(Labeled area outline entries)
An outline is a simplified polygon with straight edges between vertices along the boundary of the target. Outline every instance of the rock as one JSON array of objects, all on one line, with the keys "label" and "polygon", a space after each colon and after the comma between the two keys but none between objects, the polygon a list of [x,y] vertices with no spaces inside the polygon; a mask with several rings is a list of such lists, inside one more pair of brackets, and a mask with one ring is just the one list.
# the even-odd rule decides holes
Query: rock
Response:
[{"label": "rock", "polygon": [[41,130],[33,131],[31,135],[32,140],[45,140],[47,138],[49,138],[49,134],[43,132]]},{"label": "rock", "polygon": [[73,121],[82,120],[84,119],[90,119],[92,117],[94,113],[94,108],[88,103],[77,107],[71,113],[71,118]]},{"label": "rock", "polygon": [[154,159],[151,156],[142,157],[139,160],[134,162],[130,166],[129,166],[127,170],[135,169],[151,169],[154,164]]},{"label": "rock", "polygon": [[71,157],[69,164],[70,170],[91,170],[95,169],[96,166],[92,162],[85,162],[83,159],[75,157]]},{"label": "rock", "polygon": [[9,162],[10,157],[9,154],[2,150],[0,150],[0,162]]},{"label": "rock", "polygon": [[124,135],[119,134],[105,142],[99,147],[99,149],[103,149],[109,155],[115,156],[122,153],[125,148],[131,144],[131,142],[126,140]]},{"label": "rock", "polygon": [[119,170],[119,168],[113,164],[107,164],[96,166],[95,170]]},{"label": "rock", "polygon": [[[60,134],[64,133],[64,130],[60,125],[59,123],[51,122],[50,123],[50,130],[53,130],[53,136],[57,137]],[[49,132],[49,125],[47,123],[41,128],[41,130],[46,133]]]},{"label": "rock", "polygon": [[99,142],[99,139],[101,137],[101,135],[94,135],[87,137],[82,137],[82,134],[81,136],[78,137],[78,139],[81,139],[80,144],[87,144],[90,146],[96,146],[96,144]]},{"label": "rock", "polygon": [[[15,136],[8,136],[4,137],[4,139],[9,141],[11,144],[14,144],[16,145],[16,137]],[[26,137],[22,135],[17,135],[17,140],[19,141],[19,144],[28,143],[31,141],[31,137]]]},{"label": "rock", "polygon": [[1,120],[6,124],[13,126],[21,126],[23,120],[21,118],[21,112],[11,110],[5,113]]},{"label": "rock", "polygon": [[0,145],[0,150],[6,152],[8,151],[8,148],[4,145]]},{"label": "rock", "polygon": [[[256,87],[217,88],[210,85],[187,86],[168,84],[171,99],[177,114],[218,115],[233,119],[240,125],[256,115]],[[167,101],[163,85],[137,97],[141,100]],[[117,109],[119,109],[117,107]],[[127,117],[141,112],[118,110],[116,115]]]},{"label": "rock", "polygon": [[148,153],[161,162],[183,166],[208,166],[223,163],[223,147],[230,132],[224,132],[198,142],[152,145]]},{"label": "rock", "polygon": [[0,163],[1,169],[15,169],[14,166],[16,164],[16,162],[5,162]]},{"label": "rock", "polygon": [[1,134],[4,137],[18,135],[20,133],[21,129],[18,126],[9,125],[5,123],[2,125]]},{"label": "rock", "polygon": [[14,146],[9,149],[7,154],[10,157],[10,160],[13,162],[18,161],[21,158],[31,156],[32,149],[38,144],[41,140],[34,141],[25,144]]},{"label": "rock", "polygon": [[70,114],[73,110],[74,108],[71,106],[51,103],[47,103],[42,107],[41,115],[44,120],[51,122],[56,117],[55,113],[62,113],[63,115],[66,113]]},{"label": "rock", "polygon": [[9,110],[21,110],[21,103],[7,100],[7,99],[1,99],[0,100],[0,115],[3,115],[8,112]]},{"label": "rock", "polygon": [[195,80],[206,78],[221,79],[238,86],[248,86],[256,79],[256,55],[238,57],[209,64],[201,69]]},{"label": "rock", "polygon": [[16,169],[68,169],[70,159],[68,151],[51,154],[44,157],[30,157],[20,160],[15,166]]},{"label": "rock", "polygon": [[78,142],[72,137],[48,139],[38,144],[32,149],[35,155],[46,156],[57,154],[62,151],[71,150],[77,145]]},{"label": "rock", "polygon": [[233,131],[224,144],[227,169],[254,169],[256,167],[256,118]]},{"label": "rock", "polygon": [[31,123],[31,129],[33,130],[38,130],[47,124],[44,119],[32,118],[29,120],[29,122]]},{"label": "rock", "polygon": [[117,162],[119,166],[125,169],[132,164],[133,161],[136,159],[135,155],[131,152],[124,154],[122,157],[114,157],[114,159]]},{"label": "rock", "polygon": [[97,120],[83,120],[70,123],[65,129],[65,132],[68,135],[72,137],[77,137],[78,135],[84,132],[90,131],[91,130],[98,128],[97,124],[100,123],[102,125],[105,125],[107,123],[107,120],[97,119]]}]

- _Problem details_:
Transcribe all lines as written.

- _Output of the exercise_:
An outline is a simplified polygon with straight edges between vertices along the boundary of the target. Outline every instance of the rock as one JSON array of objects, all on one line, with the keys "label" and "polygon", a space after each colon and after the comma between the two keys but none between objects, the polygon a list of [x,y] vertices with no spaces inside the polygon; a mask with several rings is a list of such lists, inside one more pair of brackets, and a mask with one ring is just the one list.
# the even-odd rule decides holes
Query: rock
Response:
[{"label": "rock", "polygon": [[41,130],[33,131],[31,135],[32,140],[45,140],[47,138],[49,138],[49,134],[43,132]]},{"label": "rock", "polygon": [[73,121],[82,120],[84,119],[90,119],[92,117],[94,113],[94,108],[88,103],[77,107],[71,113],[71,118]]},{"label": "rock", "polygon": [[154,159],[151,156],[142,157],[139,160],[134,162],[130,166],[129,166],[127,170],[135,169],[151,169],[154,164]]},{"label": "rock", "polygon": [[71,157],[69,164],[70,170],[91,170],[95,169],[96,166],[92,162],[85,162],[83,159],[75,157]]},{"label": "rock", "polygon": [[9,162],[10,157],[9,154],[2,150],[0,150],[0,162]]},{"label": "rock", "polygon": [[124,135],[119,134],[105,142],[99,147],[99,149],[103,149],[109,155],[115,156],[122,153],[125,148],[131,144],[131,142],[126,140]]},{"label": "rock", "polygon": [[119,170],[119,168],[113,164],[107,164],[96,166],[95,170]]},{"label": "rock", "polygon": [[[60,134],[64,133],[64,130],[60,125],[59,123],[51,122],[50,123],[50,130],[53,130],[53,136],[57,137]],[[49,132],[49,125],[47,123],[41,128],[41,130],[46,133]]]},{"label": "rock", "polygon": [[99,142],[99,139],[101,137],[101,135],[94,135],[87,137],[82,137],[82,134],[81,136],[78,137],[78,139],[81,139],[80,144],[87,144],[90,146],[96,146],[96,144]]},{"label": "rock", "polygon": [[[15,136],[8,136],[4,137],[4,139],[9,141],[11,144],[14,144],[16,145],[16,137]],[[26,137],[22,135],[17,135],[17,140],[19,141],[19,144],[28,143],[31,141],[31,137]]]},{"label": "rock", "polygon": [[1,120],[6,124],[13,126],[21,126],[23,120],[21,118],[21,112],[11,110],[5,113]]},{"label": "rock", "polygon": [[0,145],[0,150],[6,152],[8,151],[8,148],[4,145]]},{"label": "rock", "polygon": [[[256,87],[217,88],[210,85],[187,86],[168,84],[171,99],[177,114],[218,115],[233,119],[240,125],[256,115]],[[167,101],[163,85],[137,97],[141,100]],[[117,109],[119,109],[117,107]],[[127,117],[141,112],[118,110],[116,115]]]},{"label": "rock", "polygon": [[148,153],[161,162],[183,166],[208,166],[223,163],[223,147],[230,132],[224,132],[198,142],[152,145]]},{"label": "rock", "polygon": [[0,163],[1,169],[15,169],[14,166],[16,164],[16,162],[5,162]]},{"label": "rock", "polygon": [[1,134],[4,137],[18,135],[20,133],[21,129],[18,126],[9,125],[5,123],[2,125]]},{"label": "rock", "polygon": [[14,146],[9,149],[7,154],[10,157],[10,160],[13,162],[18,161],[21,158],[31,156],[32,149],[38,144],[41,140],[34,141],[25,144]]},{"label": "rock", "polygon": [[70,114],[73,110],[74,108],[71,106],[51,103],[47,103],[42,107],[41,115],[44,120],[51,122],[56,117],[55,113],[62,113],[63,115],[66,113]]},{"label": "rock", "polygon": [[9,110],[21,110],[21,103],[7,100],[7,99],[1,99],[0,100],[0,115],[3,115],[8,112]]},{"label": "rock", "polygon": [[195,80],[206,78],[221,79],[238,86],[248,86],[256,79],[256,55],[238,57],[209,64],[201,69]]},{"label": "rock", "polygon": [[16,169],[68,169],[70,159],[68,151],[51,154],[44,157],[30,157],[20,160],[15,166]]},{"label": "rock", "polygon": [[78,142],[72,137],[48,139],[38,144],[32,149],[35,155],[46,156],[57,154],[62,151],[71,150],[77,145]]},{"label": "rock", "polygon": [[233,131],[224,144],[227,169],[254,169],[256,167],[256,118]]},{"label": "rock", "polygon": [[31,123],[31,129],[33,130],[38,130],[47,124],[44,119],[32,118],[29,120],[29,122]]},{"label": "rock", "polygon": [[117,162],[119,166],[125,169],[132,164],[133,161],[136,159],[135,155],[131,152],[124,154],[122,157],[114,157],[114,159]]},{"label": "rock", "polygon": [[97,120],[83,120],[70,123],[65,129],[65,132],[68,135],[72,137],[77,137],[78,135],[84,132],[90,131],[91,130],[98,128],[97,124],[100,123],[102,125],[105,125],[107,123],[107,120],[97,119]]}]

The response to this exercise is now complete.